— Begin Excerpt provided —
But I didn't blab it
to anyone and everyone.

I didn't blab. Just asked Katie
if she thought it was true.

Of course it isn't true.

- Is it?
- Of course it's not!

I want to know who started the
rumour, who you heard it from.

And please don't try
to protect them.

- No, never. It was Monty.
- Yeah, Monty.

They reckon he murdered his wife
for the insurance money,

they couldn't prove anything,
so he buggers off over here.

He buys a house he's never seen
before, pays for it in cash.

- In actual cash?
- Well, not actual cash.

But one lump sum.
No mortgage or anything.

That's the sort of money
an insurance policy gets you.

- I did not murder my wife!
- No-one believes you did.

- Except for Monty.
- No-one who isn't an idiot.

- So how did your wife die?
- Zac!

- What? -You don't just bloody
blurt out a question like that.

Sorry if it was on the nose,
but if everyone knows the truth,

then that'll put the kibosh
on the rumours.

How my wife died is nobody's
business except my family's.

"Of course, one of
the complicating factors

"in hunting down a lie is that
the truth can actually be worse.

"Don't get me wrong.
The lie must be extinguished.

"But sometimes the ideal
is that the whole truth

"does not emerge along the way."

Kia ora, and welcome to McNamara
Real Estate. How can we help?

George! Let me guess.
You've decided to sell.

Tell me if this rings a bell.

It's the story of a man
who murdered his wife,

scored the insurance
and used the cash

to buy a house
in another country.

Sound like the sort of story
you might have passed on, Monty?

George, with all due respect,
I never said...

When people say "due respect",
there's generally no respect.

I am full of respect for you.
I'm overflowing with respect.

Which is why I was at pains
to point out

that you didn't pay in cash,

'cause that would have
seemed suspicious.

Rest of the crap,
you were happy to pass on.

Well, not happy. It pained me.

- But you still passed it on.
- This is a small town, George.

The people out there need to
fill their lives with something.

Otherwise, they go mad.

And who was it
that filled your life, Monty?

- Who told you?
- It's not important.

It is to me.


Just giving you a heads-up, Dad,

that you're gonna have to
pick us up after school.

'Cause we just found out
that, for some reason,

Denis the bus driver
got fired today.

- Are you still there, Dad?
- Yep.

No-one here knows why.

- It's a total mystery.
- Right.

pretty cut up about it,

mainly because they have no idea
why Denis would be fired.

Well, I will, uh...
I'll see you after school.

It's like he deliberately
wants everyone to hate us.
— End Excerpt provided —
Stated problem> Continue the subtitle dialogue about the rumor that George killed his wife for the insurance money, picking up after its last line.
— Begin Record list —
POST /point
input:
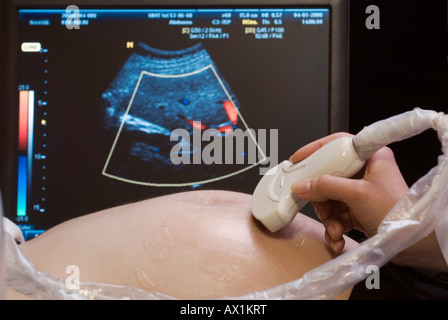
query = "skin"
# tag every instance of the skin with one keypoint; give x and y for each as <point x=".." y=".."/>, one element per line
<point x="345" y="204"/>
<point x="193" y="245"/>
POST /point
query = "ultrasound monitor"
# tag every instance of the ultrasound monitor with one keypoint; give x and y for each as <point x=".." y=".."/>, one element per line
<point x="107" y="103"/>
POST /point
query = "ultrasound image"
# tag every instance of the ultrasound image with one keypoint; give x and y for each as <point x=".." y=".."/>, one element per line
<point x="154" y="93"/>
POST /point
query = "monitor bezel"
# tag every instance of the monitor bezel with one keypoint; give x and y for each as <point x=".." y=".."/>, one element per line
<point x="339" y="62"/>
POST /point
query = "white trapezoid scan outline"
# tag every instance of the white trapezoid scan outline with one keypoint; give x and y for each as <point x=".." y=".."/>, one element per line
<point x="143" y="72"/>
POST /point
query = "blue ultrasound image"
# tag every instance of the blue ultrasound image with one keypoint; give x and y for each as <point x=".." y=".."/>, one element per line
<point x="155" y="93"/>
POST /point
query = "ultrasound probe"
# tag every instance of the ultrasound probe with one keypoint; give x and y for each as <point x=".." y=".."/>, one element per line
<point x="274" y="203"/>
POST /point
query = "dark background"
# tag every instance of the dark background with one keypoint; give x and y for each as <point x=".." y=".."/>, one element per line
<point x="401" y="66"/>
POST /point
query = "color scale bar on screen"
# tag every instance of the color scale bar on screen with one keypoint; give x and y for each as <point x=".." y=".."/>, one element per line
<point x="25" y="163"/>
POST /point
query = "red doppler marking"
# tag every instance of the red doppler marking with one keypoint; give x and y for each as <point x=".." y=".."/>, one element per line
<point x="232" y="113"/>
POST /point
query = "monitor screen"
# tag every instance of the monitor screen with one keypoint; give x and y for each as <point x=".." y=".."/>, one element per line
<point x="118" y="104"/>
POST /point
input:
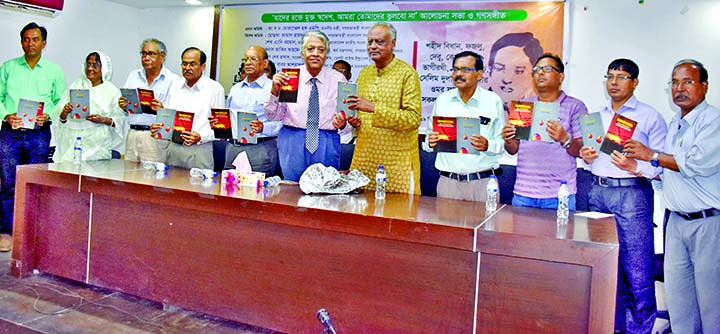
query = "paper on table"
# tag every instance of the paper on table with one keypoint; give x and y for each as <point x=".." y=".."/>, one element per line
<point x="594" y="215"/>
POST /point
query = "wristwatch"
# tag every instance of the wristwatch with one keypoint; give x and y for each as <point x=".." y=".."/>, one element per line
<point x="567" y="144"/>
<point x="654" y="160"/>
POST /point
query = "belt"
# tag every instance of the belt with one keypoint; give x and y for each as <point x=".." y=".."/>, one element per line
<point x="611" y="182"/>
<point x="238" y="143"/>
<point x="471" y="176"/>
<point x="140" y="127"/>
<point x="699" y="214"/>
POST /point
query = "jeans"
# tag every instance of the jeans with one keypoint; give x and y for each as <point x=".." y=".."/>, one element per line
<point x="635" y="305"/>
<point x="692" y="274"/>
<point x="18" y="147"/>
<point x="541" y="203"/>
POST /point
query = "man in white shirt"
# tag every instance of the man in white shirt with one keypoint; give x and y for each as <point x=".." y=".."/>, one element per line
<point x="465" y="176"/>
<point x="153" y="75"/>
<point x="196" y="94"/>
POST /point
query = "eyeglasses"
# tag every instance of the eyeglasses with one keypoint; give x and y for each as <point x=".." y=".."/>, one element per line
<point x="464" y="70"/>
<point x="545" y="69"/>
<point x="683" y="83"/>
<point x="619" y="77"/>
<point x="251" y="60"/>
<point x="150" y="54"/>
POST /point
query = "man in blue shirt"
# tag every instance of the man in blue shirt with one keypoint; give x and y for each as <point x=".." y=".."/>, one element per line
<point x="30" y="77"/>
<point x="691" y="185"/>
<point x="621" y="186"/>
<point x="250" y="95"/>
<point x="465" y="176"/>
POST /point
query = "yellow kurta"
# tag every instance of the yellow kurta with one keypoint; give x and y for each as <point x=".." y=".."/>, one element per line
<point x="389" y="136"/>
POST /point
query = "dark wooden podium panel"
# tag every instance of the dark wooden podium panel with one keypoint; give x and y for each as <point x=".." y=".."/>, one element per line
<point x="272" y="259"/>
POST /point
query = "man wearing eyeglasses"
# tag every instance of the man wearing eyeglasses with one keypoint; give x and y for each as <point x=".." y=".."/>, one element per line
<point x="196" y="94"/>
<point x="465" y="176"/>
<point x="250" y="95"/>
<point x="31" y="77"/>
<point x="309" y="134"/>
<point x="691" y="187"/>
<point x="140" y="146"/>
<point x="537" y="182"/>
<point x="389" y="114"/>
<point x="621" y="186"/>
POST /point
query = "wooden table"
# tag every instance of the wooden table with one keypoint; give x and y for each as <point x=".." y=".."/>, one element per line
<point x="272" y="259"/>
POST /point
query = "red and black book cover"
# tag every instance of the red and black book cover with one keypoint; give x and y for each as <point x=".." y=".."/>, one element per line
<point x="183" y="122"/>
<point x="520" y="116"/>
<point x="146" y="97"/>
<point x="223" y="127"/>
<point x="446" y="127"/>
<point x="288" y="92"/>
<point x="620" y="131"/>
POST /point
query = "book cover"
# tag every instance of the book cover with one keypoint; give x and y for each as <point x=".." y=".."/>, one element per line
<point x="80" y="100"/>
<point x="346" y="89"/>
<point x="183" y="122"/>
<point x="246" y="135"/>
<point x="520" y="115"/>
<point x="620" y="131"/>
<point x="592" y="129"/>
<point x="466" y="128"/>
<point x="167" y="118"/>
<point x="542" y="113"/>
<point x="131" y="95"/>
<point x="29" y="111"/>
<point x="223" y="128"/>
<point x="146" y="97"/>
<point x="288" y="92"/>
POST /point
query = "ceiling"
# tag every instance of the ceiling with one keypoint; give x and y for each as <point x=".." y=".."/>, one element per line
<point x="181" y="3"/>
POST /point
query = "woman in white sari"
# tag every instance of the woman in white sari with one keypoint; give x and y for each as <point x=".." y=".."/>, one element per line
<point x="104" y="128"/>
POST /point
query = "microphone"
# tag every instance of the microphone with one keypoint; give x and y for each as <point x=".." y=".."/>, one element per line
<point x="324" y="318"/>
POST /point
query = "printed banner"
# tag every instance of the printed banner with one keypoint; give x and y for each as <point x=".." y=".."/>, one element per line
<point x="509" y="35"/>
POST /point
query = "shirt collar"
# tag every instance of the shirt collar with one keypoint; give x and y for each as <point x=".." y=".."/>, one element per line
<point x="630" y="104"/>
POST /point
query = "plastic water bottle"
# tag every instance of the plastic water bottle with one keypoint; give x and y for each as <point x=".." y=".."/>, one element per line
<point x="77" y="158"/>
<point x="563" y="206"/>
<point x="272" y="181"/>
<point x="380" y="180"/>
<point x="492" y="194"/>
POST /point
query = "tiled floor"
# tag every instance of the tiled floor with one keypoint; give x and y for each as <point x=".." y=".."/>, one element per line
<point x="50" y="305"/>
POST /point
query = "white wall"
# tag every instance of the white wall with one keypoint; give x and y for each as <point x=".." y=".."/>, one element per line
<point x="117" y="30"/>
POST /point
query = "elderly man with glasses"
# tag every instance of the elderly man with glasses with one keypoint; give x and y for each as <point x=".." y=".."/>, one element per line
<point x="542" y="166"/>
<point x="250" y="95"/>
<point x="155" y="76"/>
<point x="465" y="176"/>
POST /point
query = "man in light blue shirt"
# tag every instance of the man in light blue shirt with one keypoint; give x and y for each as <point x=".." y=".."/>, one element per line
<point x="621" y="186"/>
<point x="31" y="77"/>
<point x="153" y="75"/>
<point x="250" y="95"/>
<point x="465" y="176"/>
<point x="691" y="185"/>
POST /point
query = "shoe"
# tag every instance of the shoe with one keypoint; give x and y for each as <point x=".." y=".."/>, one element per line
<point x="5" y="242"/>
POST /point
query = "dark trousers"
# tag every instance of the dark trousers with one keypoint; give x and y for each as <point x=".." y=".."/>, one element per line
<point x="18" y="147"/>
<point x="635" y="305"/>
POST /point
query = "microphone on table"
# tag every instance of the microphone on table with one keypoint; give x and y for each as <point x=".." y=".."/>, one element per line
<point x="324" y="318"/>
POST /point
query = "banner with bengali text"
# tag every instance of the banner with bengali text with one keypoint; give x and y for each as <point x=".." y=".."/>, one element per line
<point x="509" y="35"/>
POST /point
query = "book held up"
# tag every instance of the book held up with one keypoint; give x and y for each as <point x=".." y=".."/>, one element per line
<point x="29" y="110"/>
<point x="288" y="92"/>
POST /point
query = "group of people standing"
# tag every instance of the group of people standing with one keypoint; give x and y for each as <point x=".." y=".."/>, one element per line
<point x="295" y="135"/>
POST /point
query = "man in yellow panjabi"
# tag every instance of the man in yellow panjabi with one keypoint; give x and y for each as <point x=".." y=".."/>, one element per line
<point x="389" y="114"/>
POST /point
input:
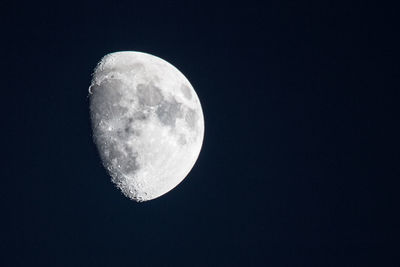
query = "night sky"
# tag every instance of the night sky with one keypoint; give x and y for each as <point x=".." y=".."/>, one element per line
<point x="300" y="160"/>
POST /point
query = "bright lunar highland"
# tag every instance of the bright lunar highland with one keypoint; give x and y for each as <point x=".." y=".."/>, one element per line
<point x="147" y="123"/>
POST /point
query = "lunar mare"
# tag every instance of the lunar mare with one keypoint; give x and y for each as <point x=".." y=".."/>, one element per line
<point x="147" y="123"/>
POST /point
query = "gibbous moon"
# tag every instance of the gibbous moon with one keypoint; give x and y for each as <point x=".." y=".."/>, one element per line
<point x="147" y="123"/>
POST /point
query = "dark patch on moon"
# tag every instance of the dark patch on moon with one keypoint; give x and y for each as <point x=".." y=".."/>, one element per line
<point x="182" y="139"/>
<point x="191" y="118"/>
<point x="114" y="158"/>
<point x="186" y="91"/>
<point x="149" y="94"/>
<point x="105" y="100"/>
<point x="168" y="112"/>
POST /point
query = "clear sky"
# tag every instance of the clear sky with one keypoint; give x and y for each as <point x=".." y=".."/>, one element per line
<point x="300" y="161"/>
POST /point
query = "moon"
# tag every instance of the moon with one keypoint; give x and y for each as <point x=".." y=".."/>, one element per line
<point x="147" y="123"/>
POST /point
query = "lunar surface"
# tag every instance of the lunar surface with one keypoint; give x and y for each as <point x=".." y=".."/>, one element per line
<point x="147" y="123"/>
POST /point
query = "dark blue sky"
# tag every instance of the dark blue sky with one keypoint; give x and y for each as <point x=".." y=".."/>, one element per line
<point x="300" y="162"/>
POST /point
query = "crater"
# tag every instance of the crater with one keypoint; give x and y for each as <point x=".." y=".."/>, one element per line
<point x="191" y="118"/>
<point x="105" y="100"/>
<point x="168" y="112"/>
<point x="149" y="94"/>
<point x="186" y="91"/>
— End Record list —
Output below>
- Where'd he go?
- He went out the back way.

Didn't say why.

Denis'll be devastated.
Driving that bus was his life.

- Ow!
- Hey! That's assault!

- Nah. It's OK, Billy.
- Is it, Arlo?

- Is it OK?
- Hey, hi, hi, everyone.

Now, I just want to assure
all of you

that we will have
a new driver on tomorrow

and that normal services
will resume.

So thank you.

What is wrong
with your bloody school, Bevan?

You know, any idiot
can drive a bus.

- Come on.
- George! George!

Hey, this whole bus situation.

- Talk about a can of worms.
- Really?

Well, it turns out he didn't
even have a driver's licence,

let alone
a bus driver's licence.

Heads are gonna roll over this.
I can promise ya.

I should probably
get the kids home now.

Oh, yeah, yeah. Of course. And,
um, thanks for your help, OK?

No worries.

Uh, Mum asked me to ask you
if I could get a ride home.

Otherwise I could walk.

Sure, Billy. Climb in.

- Hi.
- Hey.

- Hi, Mum.
- Hi there.

- Thanks for bringing him home.
- No worries.

Hey, have you got a sec?

There's something
I want you to see.

Yeah, sure.

Do you mind
if I turn this down a mo?

Yeah. Yeah, sure. Whatever.

There's someone
I want you to meet.

This is Denis, our bus driver.

Denis, this is George Turner.

Yeah, hi. Welcome to my world.

I don't know
whether you got the full story,

but Denis got unfairly fired
as the bus driver.

Yeah, I got most of that.

I was wondering if you'd
write a column on Denis's behalf

about how all it takes
in a small town

is one person
with a bee in their bonnet

to totally ruin a man's life.

Can I have a quick word?


When you say
"ruin a man's life"...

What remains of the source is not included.